Directions for this task: Decide whether each statement agrees with the passage on shrimp farming competition, answering yes or no and quoting the words of the passage that decide it. 1. Vietnam has set aside more than 600,000 hectares for possible shrimp pond development. 2. The new Asian production adds to supply mainly through greater efficiency on existing area. 3. Competition is expected to ease as Vietnam and China develop their coastline.

Page text:
It is hard to ignore the availability of cheap seed and the opportunity of
this white knight coming to the immediate rescue for Ecuador. This also
breeds short-term thinking rather than to develop longer term sustainable
plans that will carry the industry forward and better protect it from a
whole rash of mom and pop Asian hectares coming on board. Such new
production is adding to the supply by expansion of productivity from
increases in production area rather than from
increased production through efficiency per existing area.
Competition will always be there and it will get worse as Vietnam and China
develop their thousands of kilometres of coastline. Their presence
will challenge even the kingpins of Asia like Thailand.
Vietnam has already spec'd out over 600,000 hectares for possible
development of shrimp ponds and have in the background rose to fourth
in Asian exports of shrimp during the last year. This, in spite of the
fact that they produce only about half the average per hectare extensive
design) as compared to an equivalent system in the Americas.

Coordinate annotation rows
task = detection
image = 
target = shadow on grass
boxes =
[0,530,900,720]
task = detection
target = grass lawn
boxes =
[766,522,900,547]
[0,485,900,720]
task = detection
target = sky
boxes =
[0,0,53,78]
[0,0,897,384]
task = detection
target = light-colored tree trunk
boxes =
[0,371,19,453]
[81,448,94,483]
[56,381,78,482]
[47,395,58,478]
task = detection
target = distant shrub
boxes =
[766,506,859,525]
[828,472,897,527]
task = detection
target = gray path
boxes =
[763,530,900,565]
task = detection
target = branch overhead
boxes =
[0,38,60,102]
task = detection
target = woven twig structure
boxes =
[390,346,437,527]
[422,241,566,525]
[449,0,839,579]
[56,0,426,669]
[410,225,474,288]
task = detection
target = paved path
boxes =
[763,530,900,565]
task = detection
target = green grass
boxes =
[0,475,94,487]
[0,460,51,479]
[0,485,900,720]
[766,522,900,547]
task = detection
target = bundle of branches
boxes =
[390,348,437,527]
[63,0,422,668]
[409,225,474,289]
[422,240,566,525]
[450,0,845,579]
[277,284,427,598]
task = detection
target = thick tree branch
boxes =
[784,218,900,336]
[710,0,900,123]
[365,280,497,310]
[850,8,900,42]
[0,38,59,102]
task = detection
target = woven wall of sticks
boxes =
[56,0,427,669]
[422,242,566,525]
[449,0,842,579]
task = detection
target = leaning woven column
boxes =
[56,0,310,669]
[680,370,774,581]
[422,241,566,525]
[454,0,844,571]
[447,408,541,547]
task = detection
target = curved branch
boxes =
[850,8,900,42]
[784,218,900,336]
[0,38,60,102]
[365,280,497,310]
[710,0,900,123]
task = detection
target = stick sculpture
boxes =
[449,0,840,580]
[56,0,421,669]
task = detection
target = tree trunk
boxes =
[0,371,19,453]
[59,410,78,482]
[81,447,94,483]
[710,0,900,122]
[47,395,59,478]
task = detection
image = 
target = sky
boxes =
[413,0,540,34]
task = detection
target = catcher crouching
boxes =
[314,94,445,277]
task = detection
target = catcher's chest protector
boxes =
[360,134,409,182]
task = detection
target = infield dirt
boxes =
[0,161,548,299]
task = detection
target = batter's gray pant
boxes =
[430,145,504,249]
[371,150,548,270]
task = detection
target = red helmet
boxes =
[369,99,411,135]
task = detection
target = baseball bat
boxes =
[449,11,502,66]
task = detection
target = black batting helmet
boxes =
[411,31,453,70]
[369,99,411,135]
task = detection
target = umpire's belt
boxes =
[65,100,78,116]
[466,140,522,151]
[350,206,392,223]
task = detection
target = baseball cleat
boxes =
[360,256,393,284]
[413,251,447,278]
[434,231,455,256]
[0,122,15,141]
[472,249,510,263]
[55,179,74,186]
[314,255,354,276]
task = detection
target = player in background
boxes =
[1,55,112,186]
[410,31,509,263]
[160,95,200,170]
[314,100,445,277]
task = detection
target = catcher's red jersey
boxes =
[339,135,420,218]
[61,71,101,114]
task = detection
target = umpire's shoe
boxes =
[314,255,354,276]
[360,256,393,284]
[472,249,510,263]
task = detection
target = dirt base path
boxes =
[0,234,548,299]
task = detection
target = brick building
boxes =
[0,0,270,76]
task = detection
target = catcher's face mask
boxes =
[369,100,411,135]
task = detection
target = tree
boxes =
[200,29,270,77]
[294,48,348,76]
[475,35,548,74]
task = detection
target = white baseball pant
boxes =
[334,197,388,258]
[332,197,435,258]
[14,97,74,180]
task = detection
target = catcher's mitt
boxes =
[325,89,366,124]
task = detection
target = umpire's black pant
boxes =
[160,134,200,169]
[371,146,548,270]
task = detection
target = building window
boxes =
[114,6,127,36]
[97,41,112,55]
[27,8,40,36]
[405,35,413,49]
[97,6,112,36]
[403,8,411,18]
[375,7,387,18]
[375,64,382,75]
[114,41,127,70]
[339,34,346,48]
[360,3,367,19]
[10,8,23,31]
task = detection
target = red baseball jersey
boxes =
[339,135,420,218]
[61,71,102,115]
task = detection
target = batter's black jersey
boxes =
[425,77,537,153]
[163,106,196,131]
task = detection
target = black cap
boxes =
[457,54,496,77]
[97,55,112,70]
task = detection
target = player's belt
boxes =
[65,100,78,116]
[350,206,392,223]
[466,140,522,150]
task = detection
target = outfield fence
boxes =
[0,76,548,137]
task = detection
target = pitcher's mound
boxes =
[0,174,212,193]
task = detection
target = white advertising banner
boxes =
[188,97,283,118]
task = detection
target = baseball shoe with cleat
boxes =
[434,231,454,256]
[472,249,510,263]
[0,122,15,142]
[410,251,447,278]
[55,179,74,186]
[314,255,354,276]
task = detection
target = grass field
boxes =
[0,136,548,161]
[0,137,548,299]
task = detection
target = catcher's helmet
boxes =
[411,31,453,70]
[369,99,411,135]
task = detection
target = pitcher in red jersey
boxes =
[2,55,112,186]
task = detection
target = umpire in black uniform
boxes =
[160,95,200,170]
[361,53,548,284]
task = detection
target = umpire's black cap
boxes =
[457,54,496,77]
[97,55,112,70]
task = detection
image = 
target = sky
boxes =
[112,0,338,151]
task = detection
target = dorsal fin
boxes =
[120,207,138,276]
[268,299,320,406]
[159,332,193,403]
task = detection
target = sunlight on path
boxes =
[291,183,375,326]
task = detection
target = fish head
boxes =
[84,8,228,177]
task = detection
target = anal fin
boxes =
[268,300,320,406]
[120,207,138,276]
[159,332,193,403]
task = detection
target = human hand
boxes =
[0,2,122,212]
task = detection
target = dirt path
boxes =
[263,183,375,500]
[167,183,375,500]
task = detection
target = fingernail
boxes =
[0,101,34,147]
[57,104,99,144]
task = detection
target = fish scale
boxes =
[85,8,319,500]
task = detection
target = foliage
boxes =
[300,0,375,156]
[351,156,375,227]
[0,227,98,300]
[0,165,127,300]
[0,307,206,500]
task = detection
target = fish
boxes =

Output for this exercise:
1. Yes: "Vietnam has already spec'd out over 600,000 hectares for possible development of shrimp ponds"
2. No: "adding to the supply by expansion of productivity from increases in production area rather than from increased production through efficiency per existing area"
3. No: "Competition will always be there and it will get worse as Vietnam and China develop their thousands of kilometres of coastline"